Your task
Filter the material below, keeping only the lines that contain the word "ceiling".

[Dataset excerpts on pointing at objects]
:::
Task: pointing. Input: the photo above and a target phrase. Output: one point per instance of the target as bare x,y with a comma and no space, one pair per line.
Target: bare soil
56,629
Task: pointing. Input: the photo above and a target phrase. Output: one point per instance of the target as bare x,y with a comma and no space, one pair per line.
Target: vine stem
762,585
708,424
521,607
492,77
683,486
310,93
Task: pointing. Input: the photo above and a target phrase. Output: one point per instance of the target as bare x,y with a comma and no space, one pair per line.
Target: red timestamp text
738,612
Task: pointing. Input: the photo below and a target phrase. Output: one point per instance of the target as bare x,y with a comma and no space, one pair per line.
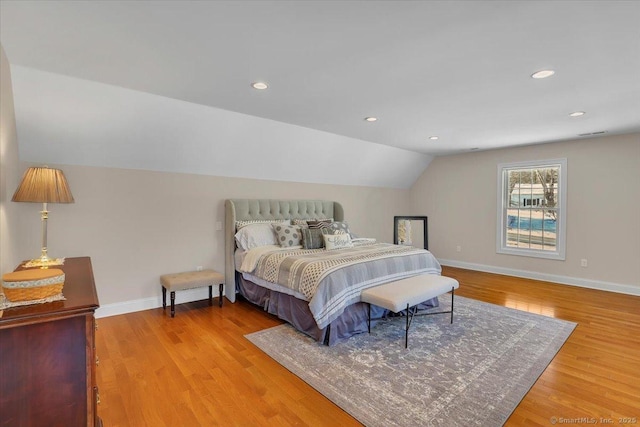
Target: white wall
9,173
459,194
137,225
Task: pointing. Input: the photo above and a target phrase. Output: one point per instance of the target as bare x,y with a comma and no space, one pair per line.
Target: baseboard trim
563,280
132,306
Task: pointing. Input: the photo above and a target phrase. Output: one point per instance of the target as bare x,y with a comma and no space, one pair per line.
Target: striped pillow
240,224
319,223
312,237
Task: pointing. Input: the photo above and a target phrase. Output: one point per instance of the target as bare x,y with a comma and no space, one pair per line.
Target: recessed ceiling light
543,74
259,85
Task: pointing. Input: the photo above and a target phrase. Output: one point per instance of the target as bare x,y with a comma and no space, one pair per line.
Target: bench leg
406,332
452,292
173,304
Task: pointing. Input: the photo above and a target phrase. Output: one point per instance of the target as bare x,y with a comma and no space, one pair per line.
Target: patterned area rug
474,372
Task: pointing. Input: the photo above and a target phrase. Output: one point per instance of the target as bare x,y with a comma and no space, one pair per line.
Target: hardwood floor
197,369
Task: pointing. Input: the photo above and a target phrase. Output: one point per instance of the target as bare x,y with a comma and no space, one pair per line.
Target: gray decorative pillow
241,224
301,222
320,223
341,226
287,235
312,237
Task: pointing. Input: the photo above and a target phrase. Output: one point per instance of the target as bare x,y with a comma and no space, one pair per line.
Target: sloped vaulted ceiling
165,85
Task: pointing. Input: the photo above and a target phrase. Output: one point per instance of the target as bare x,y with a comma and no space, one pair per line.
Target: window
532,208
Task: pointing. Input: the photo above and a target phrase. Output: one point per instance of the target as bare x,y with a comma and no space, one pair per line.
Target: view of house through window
:::
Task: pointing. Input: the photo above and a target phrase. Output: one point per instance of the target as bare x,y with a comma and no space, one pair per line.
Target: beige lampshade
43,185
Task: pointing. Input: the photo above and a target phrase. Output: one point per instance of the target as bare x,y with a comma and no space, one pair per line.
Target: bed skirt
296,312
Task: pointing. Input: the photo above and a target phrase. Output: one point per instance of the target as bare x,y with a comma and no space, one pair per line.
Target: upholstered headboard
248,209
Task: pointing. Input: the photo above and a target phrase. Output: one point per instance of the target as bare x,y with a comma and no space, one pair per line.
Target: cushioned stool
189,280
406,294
:::
Problem solution
Target: recessed ceiling light
Target: sloped vaulted ceiling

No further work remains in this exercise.